**Tasks to carry out**
[A] According to the article on Keytruda's five-year lung cancer survival data, how many patients took part in the Keynote-001 study?
[B] Please pick up the article on Keytruda's lung cancer survival data after its last sentence and carry it on.

**Passage provided**
Merck's Keytruda sets new five-year survival standard for advanced lung cancer

Merck's Keytruda
Nearly a quarter of patients who received Merck & Co’s immunotherapy Keytruda as an initial treatment for advanced lung cancer were still alive after five years, according to data presented at a major medical meeting on Saturday.

That represents a huge gain over the historical five-year survival rate of just 5 percent for those with the disease prior to the introduction of medicines like Keytruda that spur the immune system to fight cancer.

“The uniformly negative outlook that has been associated with a diagnosis of advanced non-small cell lung cancer is certainly no longer appropriate,” said Dr. Edward Garon, a lung cancer specialist at the University of California, Los Angeles, who led the study.

“It’s a very significant improvement,” Dr. Roy Baynes, Merck’s chief medical officer, said of the 5-year data in a phone interview. “This really is a fundamental change in the outcome” for patients.

Keytruda competes with rival drugs from Bristol-Myers Squibb, Roche and others in several types of cancer. This data is likely to further solidify its dominant position in newly diagnosed advanced lung cancer, by far the biggest commercial opportunity in oncology.

Keytruda, first approved for advanced melanoma in 2014, is Merck’s most important growth driver. It has overtaken Bristol’s Opdivo as the industry’s immuno-oncology leader with sales expected to top $10 billion this year and $20 billion in 2024, according to Refinitiv data.

The study, dubbed Keynote-001 and presented at the American Society for Clinical Oncology (ASCO) meeting in Chicago, involved 550 patients with advanced non-small cell lung cancer.

After five years, 23.2 percent of patients who had not received any treatment prior to Keytruda were alive. That compared with a 15.5 percent 5-year survival rate for previously treated patients who then got Keytruda.

**Source material**
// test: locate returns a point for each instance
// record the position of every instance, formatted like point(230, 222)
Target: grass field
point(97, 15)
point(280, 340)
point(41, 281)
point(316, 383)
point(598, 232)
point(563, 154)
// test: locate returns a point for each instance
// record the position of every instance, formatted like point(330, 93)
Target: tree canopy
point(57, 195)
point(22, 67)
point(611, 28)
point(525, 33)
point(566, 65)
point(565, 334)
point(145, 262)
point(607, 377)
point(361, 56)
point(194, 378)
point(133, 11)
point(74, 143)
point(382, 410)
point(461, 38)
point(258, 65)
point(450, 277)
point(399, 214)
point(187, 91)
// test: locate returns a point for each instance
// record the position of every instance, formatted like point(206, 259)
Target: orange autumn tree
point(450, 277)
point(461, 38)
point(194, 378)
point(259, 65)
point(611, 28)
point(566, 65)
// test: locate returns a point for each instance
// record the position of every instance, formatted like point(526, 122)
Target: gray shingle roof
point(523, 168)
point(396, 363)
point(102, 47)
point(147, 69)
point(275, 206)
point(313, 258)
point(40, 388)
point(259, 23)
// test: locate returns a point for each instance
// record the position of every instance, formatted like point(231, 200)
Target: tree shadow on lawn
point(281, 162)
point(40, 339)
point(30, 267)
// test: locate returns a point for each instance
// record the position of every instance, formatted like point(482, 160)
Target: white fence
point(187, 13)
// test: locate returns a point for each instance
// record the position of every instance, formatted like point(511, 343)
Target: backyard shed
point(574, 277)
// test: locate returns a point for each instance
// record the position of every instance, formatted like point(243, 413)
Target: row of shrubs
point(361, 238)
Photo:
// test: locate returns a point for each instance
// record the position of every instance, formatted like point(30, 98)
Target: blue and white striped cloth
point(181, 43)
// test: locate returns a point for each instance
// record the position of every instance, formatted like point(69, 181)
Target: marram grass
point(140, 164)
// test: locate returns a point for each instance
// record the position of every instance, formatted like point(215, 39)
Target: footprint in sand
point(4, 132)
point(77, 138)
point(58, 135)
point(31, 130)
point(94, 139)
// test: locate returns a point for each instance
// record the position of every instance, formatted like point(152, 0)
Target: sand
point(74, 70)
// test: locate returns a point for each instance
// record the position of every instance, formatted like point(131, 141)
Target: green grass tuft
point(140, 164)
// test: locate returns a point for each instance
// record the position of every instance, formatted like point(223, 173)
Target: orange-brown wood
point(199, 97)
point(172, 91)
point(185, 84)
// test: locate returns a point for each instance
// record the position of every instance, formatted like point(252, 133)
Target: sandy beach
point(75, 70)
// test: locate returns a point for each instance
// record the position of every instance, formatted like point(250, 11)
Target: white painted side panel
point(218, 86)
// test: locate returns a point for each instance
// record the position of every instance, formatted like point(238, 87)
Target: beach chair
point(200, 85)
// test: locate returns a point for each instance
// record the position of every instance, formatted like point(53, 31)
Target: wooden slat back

**Responses per task**
[A] 550 patients with advanced non-small cell lung cancer.

[B]
Patients whose tumors had higher levels of the PD-L1 protein targeted by Keytruda fared best in the trial. In the previously untreated group, nearly 30 percent were alive after five years if their PD-L1 expression was 50 percent or greater, compared with a 15.7 percent 5-year survival with PD-L1 levels below 50 percent.

Separately, researchers presented more details of a late stage study of Keytruda as an initial, or first-line, treatment for advanced gastric or gastroesophageal junction cancers.

In late April, Merck said Keytruda failed to show a significant improvement over chemotherapy in that study, known as Keynote-062. Additional data, however, showed that Keytruda did extend the lives of some patients whose tumors had high PD-L1 levels.

Thirty-nine percent of patients with high PD-L1 expression who received Keytruda alone were still alive after two years. That compared with a 22 percent two-year survival rate for people treated with chemotherapy, the current standard of care for these patients.

Adding Keytruda to chemotherapy did not improve survival versus chemotherapy alone, researchers found.

Dr. Richard Schilsky, ASCO’s chief medical officer, said the findings introduce the potential of using Keytruda, which has fewer toxic side effects, in place of chemotherapy.

“For some, it can greatly extend survival,” he said.